◆ EXERCISES:
- a) In the account of the 1942 Japanese seaplane sighting over Foster, transcribe the passage from "What is known" up to and including "and New Zealand.".
- b) Answer these questions from the account of the 1942 Japanese seaplane sighting over Foster:
(i) Which two men were on duty at the observation post when the seaplane was reported?
(ii) Where were Cyril Trenery and Charlie Steele on all-night guard duty?
(iii) Into how many components could the two-seater 'Glen' be broken down for storage?
- c) Write the next part of the account of the 1942 Japanese seaplane sighting over Foster, continuing from its final sentence.

◆ TEXT UNDER STUDY:
= Beginning of Section =
We have long-time Foster resident Claude Trenery and local historian Graeme Rogers to thank for reminding us of an interesting anniversary:
SEVENTY years ago, almost to the day, on or about February 20, 1942, an unmarked Japanese seaplane flew over Foster on its way to carry out reconnaissance work, possibly over the heavy industry at Yallourn.
The plane flew very low. Several people who are still alive today spotted it and say they could see the pilot.
At the time, the Volunteer Air Observers Corp (VAOC) had set up an observation post at what was then the golf club house (near where the tennis courts are in Pioneer Street, Foster). Local men Tony Wilson and Bob Mitchell were on duty at the observation post and reported the seaplane.
Later the same night Volunteer Defence Corps (VDC) soldiers Cyril Trenery and Charlie Steele were on all-night guard duty at ‘Bells Point,’ Walkerville South. They reported hearing diesel motors offshore in Waratah Bay, possibly coming from a submarine charging its batteries.
Apparently planes were sent from Sale and sank the submarine, but this has never been verified. Being wartime, all sorts of information was considered classified and kept from the public to this day.
What is known is that Japanese float planes carried out reconnaissance flights over Sydney and Melbourne during the war and later over Hobart and New Zealand.
There was a daring reconnaissance by a float plane over Sydney on February 7 and later over Melbourne on February 26, 1942. This plane was a Japanese Glen float plane, either launched by catapult over the bow of a submarine class 1-25 or I-15 or floated off when the submarine was submerging. Such submarines carried a watertight hangar on their decks, forward of the conning tower. The two-seater ‘Glen’ was able to be broken down into 12 components for storage in the hangar. Wings, tail-piece and floats were stowed in one compartment and the propeller and fuselage in another and the plane could be rapidly set up to fly in 12 to 30 minutes.
= End of Section =
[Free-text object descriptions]
= Beginning of Section =
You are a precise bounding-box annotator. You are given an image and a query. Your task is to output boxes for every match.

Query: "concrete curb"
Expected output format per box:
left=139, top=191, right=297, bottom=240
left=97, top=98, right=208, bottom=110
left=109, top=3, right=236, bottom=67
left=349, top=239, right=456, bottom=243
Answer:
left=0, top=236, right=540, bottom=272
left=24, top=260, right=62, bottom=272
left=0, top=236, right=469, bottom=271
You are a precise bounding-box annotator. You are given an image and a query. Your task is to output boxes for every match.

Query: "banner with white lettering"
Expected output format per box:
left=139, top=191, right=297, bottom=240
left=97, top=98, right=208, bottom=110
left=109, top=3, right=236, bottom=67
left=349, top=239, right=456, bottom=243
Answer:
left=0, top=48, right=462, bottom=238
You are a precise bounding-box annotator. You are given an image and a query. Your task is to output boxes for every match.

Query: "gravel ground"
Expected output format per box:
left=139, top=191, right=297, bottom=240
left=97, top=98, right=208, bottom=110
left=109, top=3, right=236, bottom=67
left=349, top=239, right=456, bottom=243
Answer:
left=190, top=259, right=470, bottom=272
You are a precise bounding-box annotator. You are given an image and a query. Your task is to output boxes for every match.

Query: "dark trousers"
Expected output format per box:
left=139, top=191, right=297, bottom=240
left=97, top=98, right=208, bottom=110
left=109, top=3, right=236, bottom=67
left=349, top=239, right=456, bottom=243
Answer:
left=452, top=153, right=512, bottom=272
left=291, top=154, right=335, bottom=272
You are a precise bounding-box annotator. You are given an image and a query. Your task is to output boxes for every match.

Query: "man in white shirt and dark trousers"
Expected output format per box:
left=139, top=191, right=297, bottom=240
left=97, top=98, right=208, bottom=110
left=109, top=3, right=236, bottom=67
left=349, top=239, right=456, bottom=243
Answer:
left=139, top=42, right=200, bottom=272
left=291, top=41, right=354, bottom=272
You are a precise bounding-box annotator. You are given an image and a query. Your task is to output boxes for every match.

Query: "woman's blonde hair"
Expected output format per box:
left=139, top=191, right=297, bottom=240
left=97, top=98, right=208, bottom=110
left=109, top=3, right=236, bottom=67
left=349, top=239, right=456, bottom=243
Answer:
= End of Section =
◆ ANSWERS TO THE TASKS:
- a)
What is known is that Japanese float planes carried out reconnaissance flights over Sydney and Melbourne during the war and later over Hobart and New Zealand.

- b)
(i) Tony Wilson and Bob Mitchell.
(ii) At 'Bells Point,' Walkerville South.
(iii) 12 components.

- c)
Many years later a Japanese pilot who had carried out wartime reconnaissance over Sydney and Melbourne visited Australia and said that he flew over the Latrobe Valley to take photos of the coal mines at Yallourn in preparation for a future planned bombing attack.
According to the ‘Australians at War’ website, the ‘Glen,’ once assembled on the deck of the submarine, was launched from a 20 metre inclined steel tracked catapult on the forward deck. Being very slow it was an easy target for Allied aircraft if spotted. Their recce flights (normally three to five hours’ duration) were usually carried out under the cover of darkness to avoid such an occurrence. The fuselage and upper wings’ surfaces of the ‘Glen’ were painted dark camouflage green while the underneath surfaces were painted dark grey. The sides of the fuselage featured a large red Rising Sun Japanese symbol. The ‘Glen’ was armed with a 7.7 mm machine gun mounted in the rear cockpit.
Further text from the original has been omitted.